**What the task asks:** Return the entries below verbatim. Pictures stay out.

**Data listing:**
══════

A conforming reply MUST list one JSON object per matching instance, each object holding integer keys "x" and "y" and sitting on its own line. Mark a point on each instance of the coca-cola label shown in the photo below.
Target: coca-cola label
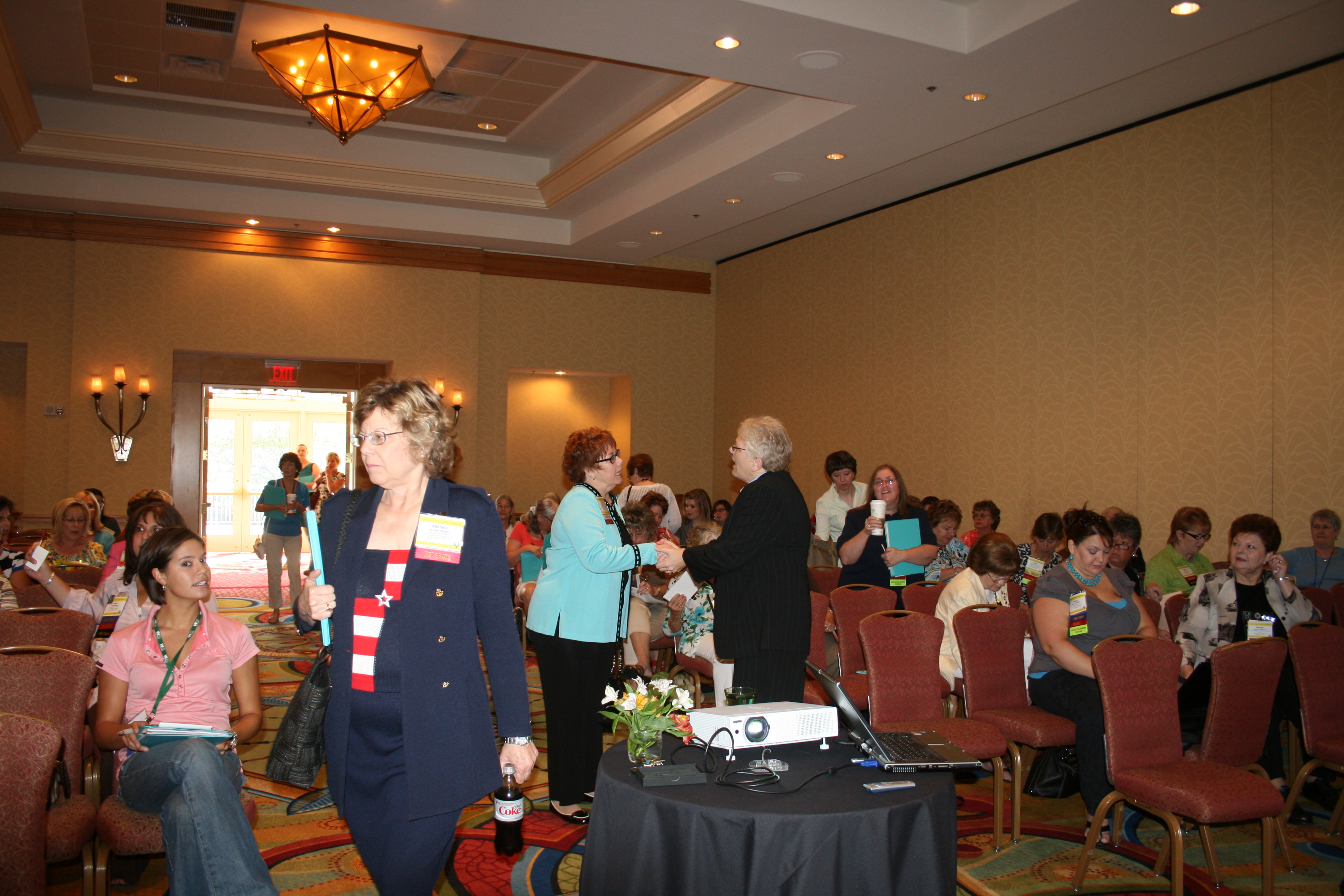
{"x": 508, "y": 811}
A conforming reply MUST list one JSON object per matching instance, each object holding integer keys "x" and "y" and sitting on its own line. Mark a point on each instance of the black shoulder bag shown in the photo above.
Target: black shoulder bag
{"x": 300, "y": 747}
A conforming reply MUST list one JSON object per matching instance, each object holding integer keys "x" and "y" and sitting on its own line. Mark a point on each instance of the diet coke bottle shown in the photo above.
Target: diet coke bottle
{"x": 508, "y": 816}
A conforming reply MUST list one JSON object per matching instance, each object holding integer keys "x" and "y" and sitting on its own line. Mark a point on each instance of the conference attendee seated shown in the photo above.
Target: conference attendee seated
{"x": 640, "y": 469}
{"x": 990, "y": 567}
{"x": 691, "y": 620}
{"x": 1082, "y": 596}
{"x": 1038, "y": 557}
{"x": 1252, "y": 598}
{"x": 179, "y": 667}
{"x": 1319, "y": 566}
{"x": 1178, "y": 566}
{"x": 837, "y": 502}
{"x": 867, "y": 558}
{"x": 984, "y": 516}
{"x": 1124, "y": 550}
{"x": 945, "y": 519}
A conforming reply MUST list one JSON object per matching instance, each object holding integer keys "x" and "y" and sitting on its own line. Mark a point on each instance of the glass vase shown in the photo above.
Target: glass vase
{"x": 644, "y": 747}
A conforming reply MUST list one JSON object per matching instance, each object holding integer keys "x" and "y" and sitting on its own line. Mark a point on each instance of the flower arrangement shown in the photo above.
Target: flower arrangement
{"x": 647, "y": 710}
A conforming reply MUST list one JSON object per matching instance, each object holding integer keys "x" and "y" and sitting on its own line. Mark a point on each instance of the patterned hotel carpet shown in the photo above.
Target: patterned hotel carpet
{"x": 310, "y": 849}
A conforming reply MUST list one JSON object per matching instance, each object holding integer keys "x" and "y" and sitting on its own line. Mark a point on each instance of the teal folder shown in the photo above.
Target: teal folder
{"x": 904, "y": 535}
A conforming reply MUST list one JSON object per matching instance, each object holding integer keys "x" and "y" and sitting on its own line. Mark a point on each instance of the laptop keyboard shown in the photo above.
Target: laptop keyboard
{"x": 902, "y": 747}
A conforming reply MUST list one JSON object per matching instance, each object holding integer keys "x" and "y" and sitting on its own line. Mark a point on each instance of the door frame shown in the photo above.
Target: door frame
{"x": 193, "y": 373}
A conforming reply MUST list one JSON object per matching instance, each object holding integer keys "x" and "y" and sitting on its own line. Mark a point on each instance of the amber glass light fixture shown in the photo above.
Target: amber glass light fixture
{"x": 346, "y": 82}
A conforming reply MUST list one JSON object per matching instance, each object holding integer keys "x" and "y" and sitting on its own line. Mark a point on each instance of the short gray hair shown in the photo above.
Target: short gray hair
{"x": 767, "y": 438}
{"x": 1330, "y": 516}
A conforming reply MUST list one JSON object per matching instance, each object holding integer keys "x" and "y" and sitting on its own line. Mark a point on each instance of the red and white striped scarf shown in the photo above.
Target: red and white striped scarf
{"x": 369, "y": 621}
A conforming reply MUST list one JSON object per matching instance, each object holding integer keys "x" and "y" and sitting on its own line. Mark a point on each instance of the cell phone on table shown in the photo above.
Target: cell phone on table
{"x": 884, "y": 786}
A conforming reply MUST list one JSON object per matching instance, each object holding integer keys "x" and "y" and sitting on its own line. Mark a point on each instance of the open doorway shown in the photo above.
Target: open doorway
{"x": 246, "y": 433}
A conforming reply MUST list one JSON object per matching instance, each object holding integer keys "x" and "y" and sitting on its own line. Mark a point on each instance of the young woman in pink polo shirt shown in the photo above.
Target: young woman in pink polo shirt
{"x": 190, "y": 784}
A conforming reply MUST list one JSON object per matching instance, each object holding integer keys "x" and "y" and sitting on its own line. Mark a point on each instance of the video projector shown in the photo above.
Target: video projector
{"x": 767, "y": 725}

══════

**Exercise answer:**
A conforming reply MUST list one JSON object per matching instance, each object holding integer keys "x" and "y" and sitting on its own line. Mark a point on each instance of the coca-cola label shown in the photo below.
Target: coca-cola label
{"x": 508, "y": 811}
A conforming reply MUST list one JSON object per matching instance, each object holding integer keys "x" and "y" and sitting on its own line. Mark a point on each instance of the black shoulder bag shown in the photo above.
Target: black shoulder bag
{"x": 300, "y": 747}
A conforming reply MUST list one JSON object per matching instance, each object holding integer keys "x" and "y" and sitting on its own line. Mark a point on each instance of the diet coke bottle shown in the photo above.
Target: diet coke bottle
{"x": 508, "y": 816}
A conforming reply MUST list one JSON object per matching instance, each object holding integer keys "x" and "y" and sitting on its own line. Mark a point on each instance of the conference attendee seated shown in the photo above.
Target: conference attendee seated
{"x": 640, "y": 469}
{"x": 990, "y": 567}
{"x": 691, "y": 620}
{"x": 1082, "y": 596}
{"x": 1038, "y": 557}
{"x": 1252, "y": 598}
{"x": 179, "y": 667}
{"x": 1319, "y": 566}
{"x": 1178, "y": 566}
{"x": 837, "y": 502}
{"x": 867, "y": 558}
{"x": 984, "y": 516}
{"x": 1124, "y": 550}
{"x": 945, "y": 519}
A conforming reply MUST list one JSON object per matching instance, each object holding integer keys "x" and "y" and sitting on its own line. Mark a point on each instance of the glass vase shown in the photo above.
Target: glass vase
{"x": 644, "y": 747}
A conforming reply MUST list one JSON object per matching instance, each object holding integer keys "x" and "y" and sitting on its own line. Mark a point on each instance of the flower arrangement shown in the photo above.
Target: flower arrangement
{"x": 647, "y": 710}
A conforming reply MUST list one JSON object per matching instance, each object holding integer keys "x" and "y" and sitting on its own line. Mark a point on each instance of the patterned hotel carpet shown in the photo above.
Target: patterned hotel carpet
{"x": 310, "y": 849}
A conforming reply MUST list one JSON object per matching instance, each object holding integer keys "x" and "y" and sitting on its own line. Mark a point on each instance of the teal folder shown in the photo above.
Target: teal folder
{"x": 904, "y": 535}
A conforming reply MUST list one JSON object per matching instance, each object holding integer keys "x" and "y" and sitting on its own line. Mark a point on each instance of the laptop keyboard shown in the photo above.
Target: laptop keyboard
{"x": 902, "y": 747}
A conforming reply MUST list one JSON object per matching instance, each object holding integer keys "x" and "y" and sitting on its own line. Mark a point on each instance of the door frame shown in the photo above.
Target: door frame
{"x": 193, "y": 373}
A conforming reply MUST list one JSON object per matching instance, each object holding integer keys "x" and "y" and sitting on its own line. Mark a point on each instance of the amber glass light fixture shown in the photo above.
Target: amber glass light fixture
{"x": 346, "y": 82}
A conforming reply MUST list one JSON object per matching instance, each object holding integer keys "x" and "y" and sitting on its own line. Mark a point on each instance of the short gray hair shown in the photo above.
Target: short gray hair
{"x": 767, "y": 438}
{"x": 1330, "y": 516}
A conforming reply MUST list one JSON object per matching instance, each object holding integer keys "x" and "y" and sitting on its own line. Mark a point on each instance of the red and white striped scarf shown in the photo above.
Target: red and white striped scarf
{"x": 369, "y": 621}
A conforming reply MUST list one JSON object per matching instance, each object holding integer keys "x" and "y" and sitting on its own line. Mark a point on each instance of the cell phone on table shown in the photo above.
Target: cell phone on table
{"x": 884, "y": 786}
A conforming reply MUST list one JSON object per matching instance, each object holding integer keys "x" and "y" and sitting on its own line. Mark a point on each instance of the open doorway shown in the photo above.
Target: open doorway
{"x": 246, "y": 433}
A conforming reply MUST list one JSON object per matching instance, each object holding integer keys "x" and "y" and sitting on its own line. Mark a point on each instance of the young woman in pink polo shirt shown in the photo above.
Target: young woman in pink polo shirt
{"x": 190, "y": 784}
A conforming reply MUST list one JSON object per matching instance, each object holding integer keys "x" and "y" and sitting on its own line. Mark a point on each instance of the video projector shown in the photo above.
Target: video projector
{"x": 767, "y": 725}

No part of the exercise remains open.